━━━ Document text

Brighton Gbarazia joins Tiffany this week to talk about wealth creation through Real Estate as it relates to the Black and Brown community.
About Our Guest
Brighton Gbarazia is a financial and real estate expert with over a decade of experience working for some of Canada’s largest banks and credit unions as a financial advisor and mortgage underwriter. As the CEO of Wealth Marathon, Brighton provides sound and straightforward financial advice to young professionals and families in Canada to help them create the kind of wealth and financial success that can only come with long-term planning and proper execution.
Connect with Brighton Gbarazia
Intro/Outro: [00:00:00] You know what it is. That’s right. It’s time to talk money with your money nerd and financial coach. Now tighten those purse strings and open those ears. It’s the Money Talk with Tiff podcast.
Tiffany Grant: Hey everyone, I’m super excited because I have Brighton Gbarazia on the line and he is all the way from British Columbia, Canada. But we’re gonna talk about. Wealth creation through real estate as it relates to our black and brown community. So thank you so much, Brighton, for coming on the show today.
Brighton Gbarazia: Thanks Tiffany. Thanks for having me. I’m excited to be on.
Tiffany Grant: Absolutely. And, this is one of my favorite topics, so I’m glad that you’re here to talk to me about it.
So let’s just go ahead and jump right in. So first of all, I didn’t know that Canada had the same issues the US has as it relates to black and brown communities previously not having access to wealth creation through real estate. So I just [00:01:00] wanna give people a little backdrop about how that’s similar or maybe even different than what’s going on here.
Brighton Gbarazia: Yeah, I think historically speaking those, so problems are similar all across, whether it’s US or Canada. In the US it’s more prominent in terms that everyone’s aware of it. So back in the day we used to call it redlining, which is the idea that, If you were a black person, you wanted to buy property into a community that was predominantly non-black.
People would basically find ways to make sure you couldn’t buy into that property in that area. And that’s a huge problem for any group that’s trying to get into real estate because one of the biggest way people use to create wealth is real estate, right? People buy real estate and over time they can pass that asset on to the next generation.

━━━━━━

● Required tasks:
1 > List every position the podcast transcript says Brighton Gbarazia has held.
2 > Carry on the podcast transcript from its last sentence.
The lines after the podcast transcript have no connection to it.

━━━ Data shown

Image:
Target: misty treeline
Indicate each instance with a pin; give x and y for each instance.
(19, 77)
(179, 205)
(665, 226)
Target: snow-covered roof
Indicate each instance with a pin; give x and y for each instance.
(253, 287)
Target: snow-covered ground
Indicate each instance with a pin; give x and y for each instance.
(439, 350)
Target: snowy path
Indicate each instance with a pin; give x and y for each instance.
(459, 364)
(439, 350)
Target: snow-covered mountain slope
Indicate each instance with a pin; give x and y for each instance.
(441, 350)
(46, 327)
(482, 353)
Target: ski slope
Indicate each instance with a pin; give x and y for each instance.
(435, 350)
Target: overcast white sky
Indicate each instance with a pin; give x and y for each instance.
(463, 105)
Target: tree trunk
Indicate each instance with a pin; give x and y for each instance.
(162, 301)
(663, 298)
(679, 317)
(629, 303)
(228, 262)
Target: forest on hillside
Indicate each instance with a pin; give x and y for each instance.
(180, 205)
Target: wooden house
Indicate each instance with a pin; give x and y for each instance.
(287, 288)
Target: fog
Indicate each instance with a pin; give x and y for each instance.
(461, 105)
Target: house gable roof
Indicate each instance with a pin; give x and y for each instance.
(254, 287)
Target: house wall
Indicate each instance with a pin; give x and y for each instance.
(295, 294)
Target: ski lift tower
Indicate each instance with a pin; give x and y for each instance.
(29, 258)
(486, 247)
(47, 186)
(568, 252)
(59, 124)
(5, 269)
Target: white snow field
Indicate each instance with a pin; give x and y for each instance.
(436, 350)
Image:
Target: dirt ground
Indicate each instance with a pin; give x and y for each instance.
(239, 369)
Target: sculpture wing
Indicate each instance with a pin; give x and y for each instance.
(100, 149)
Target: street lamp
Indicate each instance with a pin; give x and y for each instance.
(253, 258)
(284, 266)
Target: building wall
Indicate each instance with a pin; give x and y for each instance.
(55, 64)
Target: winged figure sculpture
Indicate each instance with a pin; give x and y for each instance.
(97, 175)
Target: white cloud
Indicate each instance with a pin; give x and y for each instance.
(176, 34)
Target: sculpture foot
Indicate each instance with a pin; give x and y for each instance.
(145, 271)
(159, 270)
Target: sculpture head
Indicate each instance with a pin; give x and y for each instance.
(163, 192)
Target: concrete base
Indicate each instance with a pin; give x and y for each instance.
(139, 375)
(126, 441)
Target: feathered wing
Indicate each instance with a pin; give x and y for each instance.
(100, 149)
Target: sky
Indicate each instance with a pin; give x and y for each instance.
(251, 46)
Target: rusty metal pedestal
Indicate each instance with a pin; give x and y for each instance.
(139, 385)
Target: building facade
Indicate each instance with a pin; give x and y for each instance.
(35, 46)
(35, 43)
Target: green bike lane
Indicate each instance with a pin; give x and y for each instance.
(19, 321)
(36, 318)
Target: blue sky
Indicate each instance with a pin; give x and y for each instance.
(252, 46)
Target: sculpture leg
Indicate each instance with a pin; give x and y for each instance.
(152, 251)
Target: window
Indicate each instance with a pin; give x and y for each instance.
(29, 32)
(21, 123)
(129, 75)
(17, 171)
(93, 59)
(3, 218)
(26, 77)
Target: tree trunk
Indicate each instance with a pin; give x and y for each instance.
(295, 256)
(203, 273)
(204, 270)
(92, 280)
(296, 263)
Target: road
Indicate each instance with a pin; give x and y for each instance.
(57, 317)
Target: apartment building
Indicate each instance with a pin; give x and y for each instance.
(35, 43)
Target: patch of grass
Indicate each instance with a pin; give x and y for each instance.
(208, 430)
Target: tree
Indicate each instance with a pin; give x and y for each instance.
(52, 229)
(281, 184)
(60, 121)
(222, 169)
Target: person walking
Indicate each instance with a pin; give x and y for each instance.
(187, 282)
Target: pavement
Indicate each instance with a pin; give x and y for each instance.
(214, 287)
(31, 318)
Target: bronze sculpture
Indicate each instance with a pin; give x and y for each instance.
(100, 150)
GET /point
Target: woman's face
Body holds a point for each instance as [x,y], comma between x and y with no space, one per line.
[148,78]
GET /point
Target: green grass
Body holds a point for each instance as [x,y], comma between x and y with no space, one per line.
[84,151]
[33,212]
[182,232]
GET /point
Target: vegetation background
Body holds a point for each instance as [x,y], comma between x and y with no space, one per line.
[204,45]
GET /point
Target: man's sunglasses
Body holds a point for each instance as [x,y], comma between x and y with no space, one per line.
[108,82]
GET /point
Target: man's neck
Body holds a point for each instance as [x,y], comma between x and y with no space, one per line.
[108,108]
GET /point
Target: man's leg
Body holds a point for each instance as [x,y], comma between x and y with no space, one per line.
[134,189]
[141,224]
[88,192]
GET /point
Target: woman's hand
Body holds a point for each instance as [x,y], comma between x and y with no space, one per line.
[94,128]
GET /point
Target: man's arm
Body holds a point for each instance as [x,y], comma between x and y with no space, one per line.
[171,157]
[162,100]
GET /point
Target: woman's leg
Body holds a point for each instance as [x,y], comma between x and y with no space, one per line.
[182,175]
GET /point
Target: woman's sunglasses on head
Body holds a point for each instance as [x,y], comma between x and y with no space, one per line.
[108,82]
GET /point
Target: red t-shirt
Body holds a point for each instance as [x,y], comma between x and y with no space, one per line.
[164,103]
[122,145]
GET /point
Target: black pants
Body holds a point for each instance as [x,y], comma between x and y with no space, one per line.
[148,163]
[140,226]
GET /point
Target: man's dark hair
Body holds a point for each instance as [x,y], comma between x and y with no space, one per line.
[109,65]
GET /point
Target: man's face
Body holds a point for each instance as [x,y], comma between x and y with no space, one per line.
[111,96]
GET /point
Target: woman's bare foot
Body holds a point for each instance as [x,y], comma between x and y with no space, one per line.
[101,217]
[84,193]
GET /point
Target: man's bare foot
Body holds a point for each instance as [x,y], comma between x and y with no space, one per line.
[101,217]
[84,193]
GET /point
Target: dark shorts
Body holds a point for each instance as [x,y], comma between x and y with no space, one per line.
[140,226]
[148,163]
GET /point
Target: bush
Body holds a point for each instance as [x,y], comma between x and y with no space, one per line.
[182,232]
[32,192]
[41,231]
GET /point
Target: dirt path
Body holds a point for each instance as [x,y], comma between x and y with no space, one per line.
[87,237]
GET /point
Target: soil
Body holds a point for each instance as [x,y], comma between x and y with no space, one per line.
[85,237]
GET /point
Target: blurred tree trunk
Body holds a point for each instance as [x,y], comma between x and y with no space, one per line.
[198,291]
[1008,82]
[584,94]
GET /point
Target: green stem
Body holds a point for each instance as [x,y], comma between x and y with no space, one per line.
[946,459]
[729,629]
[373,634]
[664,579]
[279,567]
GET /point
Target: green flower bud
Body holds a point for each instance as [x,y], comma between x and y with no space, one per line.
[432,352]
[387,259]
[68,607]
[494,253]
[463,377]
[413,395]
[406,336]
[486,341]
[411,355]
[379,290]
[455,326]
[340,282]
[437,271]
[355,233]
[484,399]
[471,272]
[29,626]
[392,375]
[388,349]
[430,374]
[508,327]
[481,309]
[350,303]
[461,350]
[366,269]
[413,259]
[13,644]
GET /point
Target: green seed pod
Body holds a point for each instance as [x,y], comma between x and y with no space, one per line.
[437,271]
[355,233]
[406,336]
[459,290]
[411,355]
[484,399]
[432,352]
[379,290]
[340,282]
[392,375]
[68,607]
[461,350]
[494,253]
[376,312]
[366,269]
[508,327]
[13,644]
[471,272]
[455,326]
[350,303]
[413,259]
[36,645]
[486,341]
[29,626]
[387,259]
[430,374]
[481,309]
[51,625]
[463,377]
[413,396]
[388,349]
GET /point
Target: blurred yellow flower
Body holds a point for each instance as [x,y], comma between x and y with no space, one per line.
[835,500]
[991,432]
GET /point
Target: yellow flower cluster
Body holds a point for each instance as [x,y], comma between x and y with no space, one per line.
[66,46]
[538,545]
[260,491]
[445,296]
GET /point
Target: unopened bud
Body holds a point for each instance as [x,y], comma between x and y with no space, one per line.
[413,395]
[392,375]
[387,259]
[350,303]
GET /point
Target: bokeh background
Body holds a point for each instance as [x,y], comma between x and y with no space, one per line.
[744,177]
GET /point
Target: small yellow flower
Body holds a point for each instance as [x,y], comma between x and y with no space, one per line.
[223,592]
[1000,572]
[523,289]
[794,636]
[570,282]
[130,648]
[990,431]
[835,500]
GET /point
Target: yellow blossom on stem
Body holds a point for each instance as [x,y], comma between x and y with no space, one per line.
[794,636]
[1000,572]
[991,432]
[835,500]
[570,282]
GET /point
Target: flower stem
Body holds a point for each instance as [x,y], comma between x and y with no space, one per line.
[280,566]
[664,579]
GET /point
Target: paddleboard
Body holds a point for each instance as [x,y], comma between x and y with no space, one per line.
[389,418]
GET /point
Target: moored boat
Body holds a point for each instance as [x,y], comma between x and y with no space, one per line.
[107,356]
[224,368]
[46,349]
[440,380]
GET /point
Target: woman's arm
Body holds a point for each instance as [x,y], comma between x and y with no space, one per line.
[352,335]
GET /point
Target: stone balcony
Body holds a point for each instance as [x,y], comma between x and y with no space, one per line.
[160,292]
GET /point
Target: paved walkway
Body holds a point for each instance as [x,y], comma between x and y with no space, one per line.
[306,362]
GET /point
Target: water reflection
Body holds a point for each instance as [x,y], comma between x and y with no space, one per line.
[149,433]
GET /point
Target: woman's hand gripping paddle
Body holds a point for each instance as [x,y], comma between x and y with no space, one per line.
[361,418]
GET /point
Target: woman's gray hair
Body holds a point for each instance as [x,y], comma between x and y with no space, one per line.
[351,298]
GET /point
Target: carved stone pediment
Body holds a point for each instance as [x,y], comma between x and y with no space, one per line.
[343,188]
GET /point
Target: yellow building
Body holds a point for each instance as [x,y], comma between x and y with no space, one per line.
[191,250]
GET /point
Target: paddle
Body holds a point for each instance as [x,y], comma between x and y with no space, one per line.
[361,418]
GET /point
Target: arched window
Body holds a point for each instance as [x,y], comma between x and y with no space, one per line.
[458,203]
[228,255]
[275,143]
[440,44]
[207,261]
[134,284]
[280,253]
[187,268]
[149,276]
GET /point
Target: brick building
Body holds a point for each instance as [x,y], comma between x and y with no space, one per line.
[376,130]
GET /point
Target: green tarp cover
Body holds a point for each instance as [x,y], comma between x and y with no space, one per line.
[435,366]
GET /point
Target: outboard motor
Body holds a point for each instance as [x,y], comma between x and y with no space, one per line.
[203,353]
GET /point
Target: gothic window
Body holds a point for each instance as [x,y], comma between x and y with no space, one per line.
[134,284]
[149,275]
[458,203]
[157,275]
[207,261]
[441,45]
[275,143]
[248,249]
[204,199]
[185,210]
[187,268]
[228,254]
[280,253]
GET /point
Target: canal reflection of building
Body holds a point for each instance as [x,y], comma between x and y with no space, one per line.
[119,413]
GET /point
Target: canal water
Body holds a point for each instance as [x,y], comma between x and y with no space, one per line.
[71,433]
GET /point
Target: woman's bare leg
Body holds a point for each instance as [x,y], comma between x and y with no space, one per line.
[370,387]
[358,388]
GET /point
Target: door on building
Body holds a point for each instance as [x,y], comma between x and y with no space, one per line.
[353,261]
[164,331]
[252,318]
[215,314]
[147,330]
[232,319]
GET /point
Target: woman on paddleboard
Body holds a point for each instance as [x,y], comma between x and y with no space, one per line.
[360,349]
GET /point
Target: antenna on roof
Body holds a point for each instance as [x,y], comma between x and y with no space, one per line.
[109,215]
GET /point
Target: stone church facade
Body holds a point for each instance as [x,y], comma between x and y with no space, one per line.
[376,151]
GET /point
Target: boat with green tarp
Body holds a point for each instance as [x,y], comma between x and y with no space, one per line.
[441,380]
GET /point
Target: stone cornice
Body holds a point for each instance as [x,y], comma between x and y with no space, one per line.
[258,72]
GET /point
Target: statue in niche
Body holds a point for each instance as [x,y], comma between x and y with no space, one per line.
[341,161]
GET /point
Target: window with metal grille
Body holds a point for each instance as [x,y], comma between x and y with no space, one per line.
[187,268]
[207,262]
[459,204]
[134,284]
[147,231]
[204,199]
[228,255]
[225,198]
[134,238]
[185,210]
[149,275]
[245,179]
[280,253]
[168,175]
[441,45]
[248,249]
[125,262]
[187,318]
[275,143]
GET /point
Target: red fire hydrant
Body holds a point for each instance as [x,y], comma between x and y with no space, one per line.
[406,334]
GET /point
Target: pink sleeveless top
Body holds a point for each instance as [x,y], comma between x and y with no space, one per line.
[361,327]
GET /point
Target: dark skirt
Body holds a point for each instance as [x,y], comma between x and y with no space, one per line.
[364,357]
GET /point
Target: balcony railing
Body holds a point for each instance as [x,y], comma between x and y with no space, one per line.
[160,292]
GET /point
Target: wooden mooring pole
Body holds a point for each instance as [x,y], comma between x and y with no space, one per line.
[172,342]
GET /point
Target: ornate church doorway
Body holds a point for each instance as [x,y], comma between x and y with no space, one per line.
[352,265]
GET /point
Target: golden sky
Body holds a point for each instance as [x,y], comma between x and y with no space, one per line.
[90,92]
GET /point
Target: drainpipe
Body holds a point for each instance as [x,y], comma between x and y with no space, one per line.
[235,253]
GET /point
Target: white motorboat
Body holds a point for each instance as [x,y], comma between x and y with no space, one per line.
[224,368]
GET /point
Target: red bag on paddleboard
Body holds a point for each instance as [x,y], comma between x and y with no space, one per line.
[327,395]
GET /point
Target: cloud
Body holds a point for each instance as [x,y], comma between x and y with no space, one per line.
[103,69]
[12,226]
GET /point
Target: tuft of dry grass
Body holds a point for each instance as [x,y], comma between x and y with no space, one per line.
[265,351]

━━━━━━

● Responses to the exercise:
1 > financial advisor, mortgage underwriter, CEO of Wealth Marathon

2 >
And that’s where you get that generational wealth creation. So for black communities who weren’t able to immediately access real estate, or later on if they could access real estate, they predominantly were in areas that were just bad. So the properties themselves were not that great, which meant that they couldn’t pass that [00:02:00] on to the next generation.
And why that’s important is to realize that if you have a generation of group of people who, there’s an asset class, which they can use to create wealth for themself, but a certain group within the society cannot access that asset class, it means that other group can continue to grow their wealth over time exponentially, while the other group is continuously trying to get that asset
so even when black communities today, younger black communities are accessing wealth instead of lower rate than their counterparts who maybe their parents had the wealth in the house and they could just transfer that to the kids, and then the cycle kind of continues on and on. So it was the same thing in any parts really around the world.
If you were pi, you couldn’t access it. But in Canada we have the same similar things, probably not in the same magnitude, say as the US. But we still have the same issues in terms of just being to qualify. And even today it’s something that, all lenders have to be mindful of, which is just discriminating against a particular group.
Or if you see particular groups, they’re [00:03:00] getting a certain type of property In terms of the black community tends to have properties that are not really in great areas, which means their valuations in those homes are not that great itself. Or if you have a community that’s predominantly black based on area.
Those values tend to be lower than if you have another area where it’s predominantly non-black itself. So it’s a big issue, but it did happen in Canada. It’s weighed, not as prominent as it was in the us but it was something that still happened in Canada as well.
Tiffany Grant: As. Oh wow. Absolutely. And I had no idea that this was a thing in Canada.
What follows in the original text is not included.